▶ Directions for this task:
Hand back each record exactly as you find it.

(Entries taken from a collection)
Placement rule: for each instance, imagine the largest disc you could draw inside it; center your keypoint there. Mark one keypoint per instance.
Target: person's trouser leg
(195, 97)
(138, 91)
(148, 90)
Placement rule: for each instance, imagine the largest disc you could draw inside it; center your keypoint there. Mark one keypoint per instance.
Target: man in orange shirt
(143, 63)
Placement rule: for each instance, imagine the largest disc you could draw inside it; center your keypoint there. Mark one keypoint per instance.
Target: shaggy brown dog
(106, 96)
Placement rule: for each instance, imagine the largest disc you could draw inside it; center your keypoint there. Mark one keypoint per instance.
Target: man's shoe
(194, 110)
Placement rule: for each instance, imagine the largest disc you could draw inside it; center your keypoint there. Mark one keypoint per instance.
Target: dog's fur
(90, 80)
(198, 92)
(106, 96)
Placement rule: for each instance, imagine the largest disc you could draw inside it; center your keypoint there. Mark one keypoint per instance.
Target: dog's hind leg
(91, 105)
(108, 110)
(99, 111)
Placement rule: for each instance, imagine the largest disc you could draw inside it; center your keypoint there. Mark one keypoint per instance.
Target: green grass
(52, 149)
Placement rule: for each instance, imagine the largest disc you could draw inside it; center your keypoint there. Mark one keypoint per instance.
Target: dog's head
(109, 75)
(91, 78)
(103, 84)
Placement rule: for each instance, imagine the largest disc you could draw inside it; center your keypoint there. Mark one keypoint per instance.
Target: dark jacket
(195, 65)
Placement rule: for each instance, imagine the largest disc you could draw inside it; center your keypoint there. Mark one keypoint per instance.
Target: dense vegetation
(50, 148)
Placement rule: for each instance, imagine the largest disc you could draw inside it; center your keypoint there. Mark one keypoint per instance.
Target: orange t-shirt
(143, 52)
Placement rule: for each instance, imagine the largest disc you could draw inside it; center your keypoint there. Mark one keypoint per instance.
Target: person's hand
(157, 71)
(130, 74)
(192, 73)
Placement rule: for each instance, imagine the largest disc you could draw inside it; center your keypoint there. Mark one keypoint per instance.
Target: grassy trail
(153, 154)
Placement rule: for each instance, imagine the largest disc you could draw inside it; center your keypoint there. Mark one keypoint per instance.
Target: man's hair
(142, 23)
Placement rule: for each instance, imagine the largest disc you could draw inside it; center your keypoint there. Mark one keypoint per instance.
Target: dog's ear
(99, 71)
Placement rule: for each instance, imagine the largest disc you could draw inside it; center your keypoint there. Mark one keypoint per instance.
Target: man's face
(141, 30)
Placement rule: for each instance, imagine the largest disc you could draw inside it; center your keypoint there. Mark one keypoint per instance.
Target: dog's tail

▶ Solved problem:
Placement rule: for each instance, imagine the largest disc you could draw inside it; center your keypoint there. Mark one keypoint per instance.
Target: person's trouser leg
(195, 97)
(138, 91)
(148, 90)
Placement rule: for each instance, imagine the largest disc you could draw inside it; center your keypoint there. Mark one keypoint per instance.
Target: man in orange shirt
(143, 63)
Placement rule: for each instance, imagine the largest disc you could draw inside it; center your keypoint there. Mark one keypoint per instance.
Target: shaggy brown dog
(106, 96)
Placement rule: for each instance, imagine the largest disc you could draw inside it; center your keypoint there. Mark one keypoint per instance.
Target: man's shoe
(194, 110)
Placement rule: for each instance, imagine the largest disc you could draw inside it; center your keypoint there. Mark one keypoint per instance.
Target: dog's fur
(90, 80)
(198, 92)
(106, 96)
Placement rule: for each instance, imagine the largest disc you could draw inside it; center your keypoint there. Mark one keypoint per instance.
Target: dog's hind leg
(91, 105)
(108, 110)
(99, 111)
Placement rule: for each instance, imagine the largest disc you could draw inside it; center your keypoint there. Mark one keypoint per instance.
Target: green grass
(52, 149)
Placement rule: for each instance, imagine the largest disc you could draw inside it; center your keypoint there. Mark one keypoint per instance.
Target: dog's head
(109, 75)
(91, 78)
(103, 84)
Placement rule: for each instance, imagine the largest disc you could draw inside it; center your keypoint there. Mark one keypoint per instance.
Target: dark jacket
(195, 65)
Placement rule: for each instance, imagine the largest disc you could draw inside it; center your keypoint there. Mark one keypoint per instance.
Target: dense vegetation
(50, 148)
Placement rule: for each instance, imagine the largest disc you could draw inside it; center your keypoint there. Mark one keypoint per instance.
Target: orange t-shirt
(143, 52)
Placement rule: for each instance, imagine the largest disc you could draw inside it; center your keypoint there. Mark one keypoint per instance.
Target: person's hand
(157, 71)
(130, 74)
(192, 73)
Placement rule: for each instance, imagine the largest disc you could draw inside it; center your keypoint there. Mark one keypoint per instance.
Target: grassy trail
(153, 154)
Placement rule: for each instance, imagine the largest disc you could draw inside it; center your keypoint there. Mark one keypoint per instance.
Target: man's hair
(142, 23)
Placement rule: for each instance, imagine the largest disc you could draw inside it; center your keypoint there. Mark one keypoint per instance.
Target: dog's ear
(99, 71)
Placement rule: for each instance, imagine the largest disc you could draw inside it; center your keypoint there. Mark one keypoint per instance.
Target: man's face
(141, 30)
Placement rule: for each instance, imagine the largest disc you could draw inside it; center your keypoint there. Mark one keypoint per instance.
Target: dog's tail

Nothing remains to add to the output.